DIRECTIONS
Give back every record below in full and exactly, but without a single image.

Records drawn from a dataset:
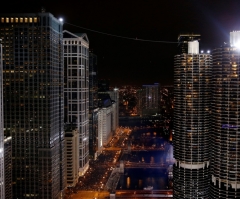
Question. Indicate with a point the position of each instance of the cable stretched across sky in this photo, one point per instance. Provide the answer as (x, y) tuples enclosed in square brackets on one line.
[(129, 38)]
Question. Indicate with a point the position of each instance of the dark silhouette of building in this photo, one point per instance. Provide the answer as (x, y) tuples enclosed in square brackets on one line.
[(103, 85)]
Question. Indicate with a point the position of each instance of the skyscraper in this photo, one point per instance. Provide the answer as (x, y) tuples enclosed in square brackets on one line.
[(192, 73), (225, 137), (2, 181), (93, 105), (183, 40), (76, 91), (150, 99), (8, 167), (33, 102)]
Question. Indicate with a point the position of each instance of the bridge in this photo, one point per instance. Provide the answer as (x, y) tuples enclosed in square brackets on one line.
[(145, 165), (163, 194)]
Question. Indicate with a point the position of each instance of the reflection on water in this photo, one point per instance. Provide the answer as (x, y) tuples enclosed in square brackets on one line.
[(140, 178)]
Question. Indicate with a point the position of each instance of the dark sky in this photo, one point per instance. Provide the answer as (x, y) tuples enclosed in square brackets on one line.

SOLUTION
Question. Indicate with a point the position of each instance of the cable stretched across sky in this photo, one point per instance. Provide the answer as (x, y) tuples enclosed in square brackets on one line.
[(129, 38)]
Question. Indicate with a point the position of each instance of the dark silhouette of building in this photo, one point per instance. Provide the answer as (x, y) tuples enclosed in square brackets on one line.
[(103, 85)]
Question. Indicate with a point the position of each instance of the skyscraper in this photo, one point per instance. Provide the answer as (x, y) tuples enclosed in square brackets on one line.
[(192, 73), (225, 137), (2, 181), (93, 105), (183, 40), (76, 91), (150, 99), (8, 167), (33, 102)]
Question. Indicate with a point the position of each instance of the bridge in this photo, one point per instance. Provide the answer as (x, y) tuples enclosed in square brackets on one line.
[(145, 165), (163, 194)]
Question. Indicate with a point the position of each instance of the reflection on water in this photo, one point per instance. Provide the answer as (x, y) tuples enclosed in square brackets on one line.
[(140, 178)]
Question. Indicate with a point the position of each instance of the dark sky in this photo, one point per instance. Provide the answer as (x, y) tuples enclosed in square brackets on one line.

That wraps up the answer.